Requirement -
Your task is to extract the lines from the one holding "Target: leaf cluster" through the end of the material. Set them down exactly and add nothing.
-- Start Supplied data --
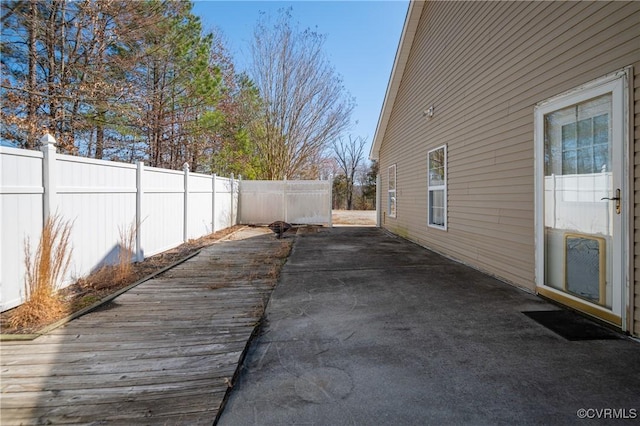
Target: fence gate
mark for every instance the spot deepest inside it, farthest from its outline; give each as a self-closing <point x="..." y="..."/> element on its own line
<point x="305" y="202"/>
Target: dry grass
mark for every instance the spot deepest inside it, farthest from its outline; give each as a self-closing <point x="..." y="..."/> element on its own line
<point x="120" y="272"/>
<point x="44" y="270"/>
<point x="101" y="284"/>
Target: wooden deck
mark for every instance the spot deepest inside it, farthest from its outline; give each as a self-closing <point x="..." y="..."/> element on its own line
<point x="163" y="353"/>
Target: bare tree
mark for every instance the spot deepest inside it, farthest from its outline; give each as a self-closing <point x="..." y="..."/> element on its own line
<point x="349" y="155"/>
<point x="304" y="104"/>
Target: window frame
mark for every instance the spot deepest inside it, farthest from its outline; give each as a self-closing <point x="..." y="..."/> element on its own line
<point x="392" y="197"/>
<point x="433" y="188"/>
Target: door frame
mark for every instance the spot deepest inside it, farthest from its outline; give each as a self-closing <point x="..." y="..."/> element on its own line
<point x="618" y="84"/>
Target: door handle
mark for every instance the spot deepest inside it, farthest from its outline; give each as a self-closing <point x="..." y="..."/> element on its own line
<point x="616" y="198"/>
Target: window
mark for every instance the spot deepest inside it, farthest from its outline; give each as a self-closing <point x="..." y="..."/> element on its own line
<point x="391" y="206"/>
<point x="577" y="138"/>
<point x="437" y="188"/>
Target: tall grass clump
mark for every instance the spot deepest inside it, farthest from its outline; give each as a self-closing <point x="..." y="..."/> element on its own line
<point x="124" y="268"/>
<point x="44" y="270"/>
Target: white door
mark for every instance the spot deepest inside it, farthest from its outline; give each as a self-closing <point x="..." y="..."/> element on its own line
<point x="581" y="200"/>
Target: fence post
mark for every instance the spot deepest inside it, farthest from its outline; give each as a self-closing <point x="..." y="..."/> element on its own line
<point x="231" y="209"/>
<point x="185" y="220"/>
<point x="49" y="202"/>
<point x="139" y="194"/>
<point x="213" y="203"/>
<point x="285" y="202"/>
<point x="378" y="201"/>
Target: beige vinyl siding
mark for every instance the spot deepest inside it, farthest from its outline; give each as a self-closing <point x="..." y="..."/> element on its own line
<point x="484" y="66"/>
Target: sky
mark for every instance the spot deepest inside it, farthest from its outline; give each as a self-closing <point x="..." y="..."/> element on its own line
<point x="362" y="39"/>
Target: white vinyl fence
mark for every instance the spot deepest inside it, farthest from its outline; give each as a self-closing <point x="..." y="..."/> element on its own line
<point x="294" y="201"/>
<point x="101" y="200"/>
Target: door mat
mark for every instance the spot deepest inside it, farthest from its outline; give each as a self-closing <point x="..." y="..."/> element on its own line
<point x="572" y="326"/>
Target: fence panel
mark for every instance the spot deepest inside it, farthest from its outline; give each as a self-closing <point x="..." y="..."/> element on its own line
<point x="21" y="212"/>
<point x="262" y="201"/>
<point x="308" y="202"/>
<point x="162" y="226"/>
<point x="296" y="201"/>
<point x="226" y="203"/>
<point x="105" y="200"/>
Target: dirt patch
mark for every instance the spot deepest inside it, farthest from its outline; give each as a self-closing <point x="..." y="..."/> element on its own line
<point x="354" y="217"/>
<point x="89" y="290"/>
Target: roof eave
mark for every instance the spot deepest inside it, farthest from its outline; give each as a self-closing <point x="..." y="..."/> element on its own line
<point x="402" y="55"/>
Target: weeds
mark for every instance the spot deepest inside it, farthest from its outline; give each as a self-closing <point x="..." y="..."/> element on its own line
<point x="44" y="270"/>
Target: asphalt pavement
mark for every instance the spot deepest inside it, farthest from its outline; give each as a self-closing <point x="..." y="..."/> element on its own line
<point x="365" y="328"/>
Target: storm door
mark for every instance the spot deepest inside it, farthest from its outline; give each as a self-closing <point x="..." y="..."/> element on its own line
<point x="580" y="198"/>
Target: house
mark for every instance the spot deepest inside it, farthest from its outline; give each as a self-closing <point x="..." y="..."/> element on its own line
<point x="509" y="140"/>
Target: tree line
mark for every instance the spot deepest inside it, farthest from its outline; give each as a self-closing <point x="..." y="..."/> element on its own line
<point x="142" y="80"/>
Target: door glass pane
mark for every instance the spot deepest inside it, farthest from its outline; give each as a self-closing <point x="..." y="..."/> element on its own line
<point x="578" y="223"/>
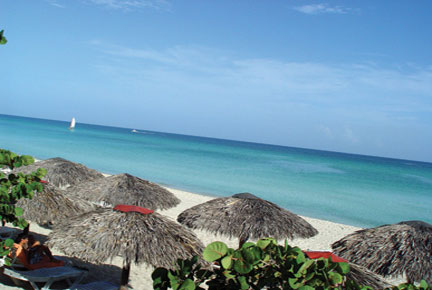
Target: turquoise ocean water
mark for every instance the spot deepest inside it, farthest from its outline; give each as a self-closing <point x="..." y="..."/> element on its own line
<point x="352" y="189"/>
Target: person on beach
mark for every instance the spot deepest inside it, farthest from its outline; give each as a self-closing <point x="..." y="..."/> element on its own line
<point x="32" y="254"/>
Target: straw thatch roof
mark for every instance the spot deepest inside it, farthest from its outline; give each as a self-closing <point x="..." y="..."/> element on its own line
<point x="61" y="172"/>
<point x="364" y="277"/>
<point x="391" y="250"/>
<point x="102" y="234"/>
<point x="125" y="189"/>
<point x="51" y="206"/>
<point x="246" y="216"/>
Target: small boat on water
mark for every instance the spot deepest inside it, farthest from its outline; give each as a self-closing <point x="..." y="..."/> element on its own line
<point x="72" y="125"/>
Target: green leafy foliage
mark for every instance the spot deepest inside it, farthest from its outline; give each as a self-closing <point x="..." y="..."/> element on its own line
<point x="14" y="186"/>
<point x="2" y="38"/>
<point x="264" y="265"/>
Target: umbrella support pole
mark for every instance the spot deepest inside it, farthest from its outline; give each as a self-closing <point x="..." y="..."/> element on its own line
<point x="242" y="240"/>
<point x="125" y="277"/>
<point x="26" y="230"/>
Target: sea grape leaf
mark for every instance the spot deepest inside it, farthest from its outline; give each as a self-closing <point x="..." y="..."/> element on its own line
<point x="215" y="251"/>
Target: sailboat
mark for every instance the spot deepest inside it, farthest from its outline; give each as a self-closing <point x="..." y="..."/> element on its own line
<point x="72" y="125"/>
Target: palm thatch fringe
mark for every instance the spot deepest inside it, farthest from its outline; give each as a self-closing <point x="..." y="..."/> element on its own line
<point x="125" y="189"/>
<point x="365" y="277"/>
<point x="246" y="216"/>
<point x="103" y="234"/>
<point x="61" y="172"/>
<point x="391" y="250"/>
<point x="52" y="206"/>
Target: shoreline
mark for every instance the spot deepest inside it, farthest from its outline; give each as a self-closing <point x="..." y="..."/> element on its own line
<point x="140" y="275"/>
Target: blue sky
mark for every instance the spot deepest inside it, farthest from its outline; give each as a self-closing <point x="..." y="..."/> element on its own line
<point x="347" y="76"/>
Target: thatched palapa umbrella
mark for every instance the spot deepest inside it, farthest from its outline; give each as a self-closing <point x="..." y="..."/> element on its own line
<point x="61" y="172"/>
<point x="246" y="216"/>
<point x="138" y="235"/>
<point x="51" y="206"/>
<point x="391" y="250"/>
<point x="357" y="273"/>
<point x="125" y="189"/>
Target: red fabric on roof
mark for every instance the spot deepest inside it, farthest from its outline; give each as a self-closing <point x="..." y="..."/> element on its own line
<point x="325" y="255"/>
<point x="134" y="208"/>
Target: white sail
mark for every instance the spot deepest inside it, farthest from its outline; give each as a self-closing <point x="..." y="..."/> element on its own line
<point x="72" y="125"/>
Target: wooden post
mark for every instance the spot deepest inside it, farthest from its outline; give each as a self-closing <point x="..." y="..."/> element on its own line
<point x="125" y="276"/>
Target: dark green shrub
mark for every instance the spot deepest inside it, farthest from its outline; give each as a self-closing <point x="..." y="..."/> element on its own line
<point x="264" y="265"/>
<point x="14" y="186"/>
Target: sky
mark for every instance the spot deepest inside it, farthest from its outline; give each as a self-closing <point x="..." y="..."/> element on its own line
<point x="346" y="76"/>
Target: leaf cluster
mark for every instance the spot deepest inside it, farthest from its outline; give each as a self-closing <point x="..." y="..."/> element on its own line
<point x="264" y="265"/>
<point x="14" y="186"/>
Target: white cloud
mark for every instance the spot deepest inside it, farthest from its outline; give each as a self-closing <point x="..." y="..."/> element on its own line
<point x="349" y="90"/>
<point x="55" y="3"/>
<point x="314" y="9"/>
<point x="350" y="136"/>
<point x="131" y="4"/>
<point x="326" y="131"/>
-- End Supplied data --
Written solution -
Target: leaf cluster
mark for every instance the spot deepest inside it, farthest from its outline; give each as a self-closing <point x="..." y="..."/> element on its own line
<point x="264" y="265"/>
<point x="14" y="186"/>
Target: white cloud
mark for every instance the spot deepest inside it, farthest from its outline; give each as a self-closing <point x="..." y="..."/> element on its own line
<point x="349" y="90"/>
<point x="55" y="3"/>
<point x="314" y="9"/>
<point x="350" y="136"/>
<point x="131" y="4"/>
<point x="326" y="131"/>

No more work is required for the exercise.